**WORK ORDER**
Copy out each line below that has the word "When" in it.

**ENTRIES SUPPLIED**
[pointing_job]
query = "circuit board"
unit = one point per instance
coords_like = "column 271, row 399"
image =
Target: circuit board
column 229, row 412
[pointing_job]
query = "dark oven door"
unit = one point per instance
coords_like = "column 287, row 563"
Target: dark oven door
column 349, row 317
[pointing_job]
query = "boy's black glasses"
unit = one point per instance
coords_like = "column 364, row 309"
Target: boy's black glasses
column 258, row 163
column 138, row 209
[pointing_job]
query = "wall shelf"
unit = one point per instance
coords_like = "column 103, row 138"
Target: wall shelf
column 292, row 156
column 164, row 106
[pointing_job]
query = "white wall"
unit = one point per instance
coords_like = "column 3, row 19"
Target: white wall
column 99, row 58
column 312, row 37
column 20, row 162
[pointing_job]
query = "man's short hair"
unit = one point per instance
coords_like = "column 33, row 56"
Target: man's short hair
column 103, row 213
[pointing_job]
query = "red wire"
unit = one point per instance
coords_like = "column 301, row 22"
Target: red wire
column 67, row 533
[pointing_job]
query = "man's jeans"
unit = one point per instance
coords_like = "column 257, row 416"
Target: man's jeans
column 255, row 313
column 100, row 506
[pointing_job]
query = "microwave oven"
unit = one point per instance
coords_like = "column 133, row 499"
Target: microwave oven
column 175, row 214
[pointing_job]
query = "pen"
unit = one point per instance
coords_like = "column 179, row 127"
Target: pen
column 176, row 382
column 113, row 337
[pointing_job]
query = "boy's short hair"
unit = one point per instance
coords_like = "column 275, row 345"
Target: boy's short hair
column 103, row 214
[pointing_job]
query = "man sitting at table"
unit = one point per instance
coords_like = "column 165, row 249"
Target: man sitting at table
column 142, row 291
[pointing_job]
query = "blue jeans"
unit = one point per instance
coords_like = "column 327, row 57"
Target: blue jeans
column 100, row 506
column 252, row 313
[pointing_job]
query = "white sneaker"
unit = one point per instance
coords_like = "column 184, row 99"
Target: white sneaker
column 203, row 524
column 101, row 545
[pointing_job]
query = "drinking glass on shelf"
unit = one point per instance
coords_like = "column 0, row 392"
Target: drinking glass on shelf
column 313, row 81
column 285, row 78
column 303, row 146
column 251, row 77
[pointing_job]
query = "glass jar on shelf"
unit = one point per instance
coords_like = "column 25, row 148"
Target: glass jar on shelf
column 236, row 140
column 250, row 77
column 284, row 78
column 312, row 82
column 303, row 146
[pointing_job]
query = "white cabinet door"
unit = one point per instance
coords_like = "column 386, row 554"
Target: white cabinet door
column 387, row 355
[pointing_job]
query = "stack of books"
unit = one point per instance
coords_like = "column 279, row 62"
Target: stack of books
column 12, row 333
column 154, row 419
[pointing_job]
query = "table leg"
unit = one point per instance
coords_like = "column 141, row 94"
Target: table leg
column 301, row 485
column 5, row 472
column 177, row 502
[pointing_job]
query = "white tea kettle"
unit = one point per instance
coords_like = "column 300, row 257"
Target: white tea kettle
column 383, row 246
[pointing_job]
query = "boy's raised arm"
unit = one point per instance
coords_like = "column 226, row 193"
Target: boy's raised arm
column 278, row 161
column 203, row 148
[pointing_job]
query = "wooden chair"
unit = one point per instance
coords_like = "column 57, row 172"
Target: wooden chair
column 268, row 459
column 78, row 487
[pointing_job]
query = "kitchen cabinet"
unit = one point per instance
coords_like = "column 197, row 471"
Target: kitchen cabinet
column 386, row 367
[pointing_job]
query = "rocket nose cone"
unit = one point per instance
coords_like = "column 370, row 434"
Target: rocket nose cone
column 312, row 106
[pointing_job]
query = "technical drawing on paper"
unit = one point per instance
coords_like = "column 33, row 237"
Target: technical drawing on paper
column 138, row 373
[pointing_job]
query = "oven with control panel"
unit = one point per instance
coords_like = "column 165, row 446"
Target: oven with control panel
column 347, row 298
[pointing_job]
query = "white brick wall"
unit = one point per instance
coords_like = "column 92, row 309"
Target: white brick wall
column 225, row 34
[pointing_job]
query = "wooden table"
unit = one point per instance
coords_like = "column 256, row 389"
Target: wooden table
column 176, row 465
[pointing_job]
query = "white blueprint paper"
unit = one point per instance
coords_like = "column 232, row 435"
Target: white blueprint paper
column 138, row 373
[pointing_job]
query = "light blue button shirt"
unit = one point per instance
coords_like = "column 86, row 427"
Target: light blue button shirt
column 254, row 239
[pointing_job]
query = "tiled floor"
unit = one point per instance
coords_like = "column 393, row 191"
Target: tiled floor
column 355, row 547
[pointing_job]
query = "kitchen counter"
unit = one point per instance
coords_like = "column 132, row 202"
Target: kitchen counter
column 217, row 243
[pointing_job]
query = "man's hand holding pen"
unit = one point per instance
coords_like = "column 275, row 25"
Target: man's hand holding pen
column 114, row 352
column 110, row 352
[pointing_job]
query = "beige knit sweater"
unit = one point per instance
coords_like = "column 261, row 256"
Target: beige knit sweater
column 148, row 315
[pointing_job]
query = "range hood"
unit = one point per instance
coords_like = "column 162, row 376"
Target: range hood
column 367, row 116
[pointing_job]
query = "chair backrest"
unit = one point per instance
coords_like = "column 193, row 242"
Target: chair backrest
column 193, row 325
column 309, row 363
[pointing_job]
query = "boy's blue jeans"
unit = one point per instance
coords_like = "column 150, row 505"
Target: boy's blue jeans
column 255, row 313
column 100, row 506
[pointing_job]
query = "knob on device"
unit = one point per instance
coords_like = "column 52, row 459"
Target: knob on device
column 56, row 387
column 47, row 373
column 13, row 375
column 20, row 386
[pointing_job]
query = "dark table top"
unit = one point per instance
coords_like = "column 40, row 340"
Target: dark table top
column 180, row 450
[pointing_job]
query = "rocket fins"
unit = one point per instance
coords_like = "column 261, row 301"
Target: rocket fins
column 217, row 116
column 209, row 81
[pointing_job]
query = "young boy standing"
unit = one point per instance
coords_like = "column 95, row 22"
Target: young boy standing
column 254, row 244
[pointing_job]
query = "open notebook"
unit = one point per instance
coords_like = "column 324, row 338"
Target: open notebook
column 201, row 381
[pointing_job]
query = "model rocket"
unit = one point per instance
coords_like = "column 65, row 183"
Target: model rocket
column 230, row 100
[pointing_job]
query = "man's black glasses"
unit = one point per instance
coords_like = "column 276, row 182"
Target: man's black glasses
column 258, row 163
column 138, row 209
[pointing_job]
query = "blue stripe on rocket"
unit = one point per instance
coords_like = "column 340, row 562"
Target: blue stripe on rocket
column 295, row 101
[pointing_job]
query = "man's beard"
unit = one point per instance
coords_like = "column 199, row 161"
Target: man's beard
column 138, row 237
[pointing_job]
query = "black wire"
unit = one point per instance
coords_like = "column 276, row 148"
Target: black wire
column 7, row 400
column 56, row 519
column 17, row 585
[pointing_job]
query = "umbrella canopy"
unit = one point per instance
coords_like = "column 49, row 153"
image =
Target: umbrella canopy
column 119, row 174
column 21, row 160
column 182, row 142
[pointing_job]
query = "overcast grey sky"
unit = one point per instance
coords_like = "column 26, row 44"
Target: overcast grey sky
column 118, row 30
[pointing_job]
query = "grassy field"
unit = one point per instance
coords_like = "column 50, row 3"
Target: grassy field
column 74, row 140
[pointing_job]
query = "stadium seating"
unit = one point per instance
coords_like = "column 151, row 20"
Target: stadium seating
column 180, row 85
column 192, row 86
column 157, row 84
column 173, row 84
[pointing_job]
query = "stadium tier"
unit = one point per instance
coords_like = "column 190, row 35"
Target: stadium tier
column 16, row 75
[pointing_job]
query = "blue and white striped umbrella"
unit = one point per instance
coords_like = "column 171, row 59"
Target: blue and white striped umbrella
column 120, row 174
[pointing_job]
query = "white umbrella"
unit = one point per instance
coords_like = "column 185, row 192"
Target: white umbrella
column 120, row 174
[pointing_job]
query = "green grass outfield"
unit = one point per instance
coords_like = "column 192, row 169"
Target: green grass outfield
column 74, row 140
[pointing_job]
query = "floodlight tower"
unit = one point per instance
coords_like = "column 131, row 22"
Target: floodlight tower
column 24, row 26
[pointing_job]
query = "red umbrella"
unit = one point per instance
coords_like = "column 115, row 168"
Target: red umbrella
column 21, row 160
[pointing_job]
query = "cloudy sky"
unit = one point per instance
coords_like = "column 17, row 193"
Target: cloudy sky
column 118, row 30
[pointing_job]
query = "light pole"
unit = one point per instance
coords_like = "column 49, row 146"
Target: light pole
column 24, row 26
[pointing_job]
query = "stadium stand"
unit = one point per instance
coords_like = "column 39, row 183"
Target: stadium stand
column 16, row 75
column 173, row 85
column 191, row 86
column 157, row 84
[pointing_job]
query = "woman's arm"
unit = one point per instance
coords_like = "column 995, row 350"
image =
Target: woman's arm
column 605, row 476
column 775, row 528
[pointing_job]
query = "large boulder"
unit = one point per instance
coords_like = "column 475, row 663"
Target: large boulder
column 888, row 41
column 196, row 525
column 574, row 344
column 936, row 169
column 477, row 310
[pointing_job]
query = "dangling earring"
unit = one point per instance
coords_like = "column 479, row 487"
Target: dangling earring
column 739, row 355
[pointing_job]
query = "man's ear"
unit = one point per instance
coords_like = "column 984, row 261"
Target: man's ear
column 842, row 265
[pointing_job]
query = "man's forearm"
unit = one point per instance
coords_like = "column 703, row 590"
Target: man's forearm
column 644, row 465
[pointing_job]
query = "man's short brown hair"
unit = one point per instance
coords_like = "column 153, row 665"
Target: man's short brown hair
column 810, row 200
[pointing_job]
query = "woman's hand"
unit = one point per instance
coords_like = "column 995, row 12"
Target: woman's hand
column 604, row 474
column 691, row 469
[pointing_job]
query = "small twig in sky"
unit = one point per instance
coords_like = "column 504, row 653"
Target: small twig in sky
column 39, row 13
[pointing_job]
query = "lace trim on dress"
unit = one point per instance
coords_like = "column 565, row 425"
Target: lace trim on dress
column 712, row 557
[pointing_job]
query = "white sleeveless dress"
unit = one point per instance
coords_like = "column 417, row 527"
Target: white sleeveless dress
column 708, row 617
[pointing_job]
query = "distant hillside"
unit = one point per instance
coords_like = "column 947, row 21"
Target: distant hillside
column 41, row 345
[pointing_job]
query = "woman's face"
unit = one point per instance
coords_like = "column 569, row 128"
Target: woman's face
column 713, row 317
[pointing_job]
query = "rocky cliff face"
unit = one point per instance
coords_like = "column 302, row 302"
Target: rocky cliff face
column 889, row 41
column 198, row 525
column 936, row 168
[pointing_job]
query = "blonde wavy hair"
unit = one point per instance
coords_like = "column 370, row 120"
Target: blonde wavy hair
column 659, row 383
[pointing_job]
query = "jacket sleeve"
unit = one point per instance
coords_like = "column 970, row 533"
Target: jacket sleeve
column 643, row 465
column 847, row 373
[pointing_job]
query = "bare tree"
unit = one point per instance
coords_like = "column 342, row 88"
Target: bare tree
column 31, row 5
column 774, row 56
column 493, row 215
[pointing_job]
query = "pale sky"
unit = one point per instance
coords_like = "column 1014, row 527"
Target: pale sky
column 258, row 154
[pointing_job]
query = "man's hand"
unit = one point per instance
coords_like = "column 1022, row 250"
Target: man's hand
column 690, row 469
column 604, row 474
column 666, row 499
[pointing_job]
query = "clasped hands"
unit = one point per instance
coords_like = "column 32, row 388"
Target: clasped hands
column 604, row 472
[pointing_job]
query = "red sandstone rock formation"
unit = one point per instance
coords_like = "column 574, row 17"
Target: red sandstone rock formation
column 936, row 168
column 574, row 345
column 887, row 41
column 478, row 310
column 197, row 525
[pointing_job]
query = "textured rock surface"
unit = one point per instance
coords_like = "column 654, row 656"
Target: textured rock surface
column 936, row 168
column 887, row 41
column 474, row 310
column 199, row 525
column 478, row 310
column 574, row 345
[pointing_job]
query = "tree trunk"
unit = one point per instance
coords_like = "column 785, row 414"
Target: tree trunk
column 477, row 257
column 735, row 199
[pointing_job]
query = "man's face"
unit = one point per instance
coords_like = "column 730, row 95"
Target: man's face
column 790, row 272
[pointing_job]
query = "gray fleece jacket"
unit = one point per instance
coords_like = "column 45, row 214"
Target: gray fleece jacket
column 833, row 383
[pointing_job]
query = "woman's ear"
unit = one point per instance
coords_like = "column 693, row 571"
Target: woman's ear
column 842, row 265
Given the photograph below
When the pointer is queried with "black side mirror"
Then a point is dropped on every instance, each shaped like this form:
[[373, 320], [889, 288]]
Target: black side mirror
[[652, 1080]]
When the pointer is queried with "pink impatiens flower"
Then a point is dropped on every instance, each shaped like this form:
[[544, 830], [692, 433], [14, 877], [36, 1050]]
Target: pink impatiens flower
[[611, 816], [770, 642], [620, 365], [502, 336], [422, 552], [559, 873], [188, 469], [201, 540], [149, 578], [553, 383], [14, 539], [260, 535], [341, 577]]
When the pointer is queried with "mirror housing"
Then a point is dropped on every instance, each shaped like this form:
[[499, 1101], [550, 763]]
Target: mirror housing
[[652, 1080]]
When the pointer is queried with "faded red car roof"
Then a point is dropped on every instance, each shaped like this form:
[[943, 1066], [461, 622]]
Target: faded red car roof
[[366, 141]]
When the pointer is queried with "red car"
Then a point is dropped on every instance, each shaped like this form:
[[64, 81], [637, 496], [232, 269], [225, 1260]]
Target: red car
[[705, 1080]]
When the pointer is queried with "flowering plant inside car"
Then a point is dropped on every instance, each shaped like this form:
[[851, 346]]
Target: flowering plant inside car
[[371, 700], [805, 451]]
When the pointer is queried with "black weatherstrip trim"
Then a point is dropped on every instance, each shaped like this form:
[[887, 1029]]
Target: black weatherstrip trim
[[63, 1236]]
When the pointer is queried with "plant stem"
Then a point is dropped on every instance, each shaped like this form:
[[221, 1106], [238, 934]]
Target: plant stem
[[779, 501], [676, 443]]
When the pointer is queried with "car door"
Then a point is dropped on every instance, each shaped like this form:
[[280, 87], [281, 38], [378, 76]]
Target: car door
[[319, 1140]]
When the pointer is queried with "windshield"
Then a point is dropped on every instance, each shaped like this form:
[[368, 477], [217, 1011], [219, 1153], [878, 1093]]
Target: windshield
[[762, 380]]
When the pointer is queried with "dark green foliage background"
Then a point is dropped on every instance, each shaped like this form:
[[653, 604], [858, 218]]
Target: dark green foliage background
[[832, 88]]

**ANSWER SECTION**
When the pointer is queried with "black side mirror"
When the pointer is queried with "pink impatiens flower"
When the pointer is queried with "mirror housing"
When the pointer is queried with "faded red car roof"
When the pointer is queried with "red car"
When the pointer is queried with "flowering plant inside car"
When the pointer is queried with "black weatherstrip trim"
When the pointer is queried with "plant stem"
When the pointer is queried with "car door"
When the pointer is queried with "windshield"
When the pointer is queried with "dark green foliage background"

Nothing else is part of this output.